Required action:
Repeat each record word for word. Leave nothing out.

Dataset content:

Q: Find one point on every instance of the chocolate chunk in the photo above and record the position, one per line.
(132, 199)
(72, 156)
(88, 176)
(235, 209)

Solved exercise:
Q: Find one point on every instance of the chocolate chunk in the photo above and record the position, one per line.
(132, 199)
(72, 156)
(88, 176)
(235, 209)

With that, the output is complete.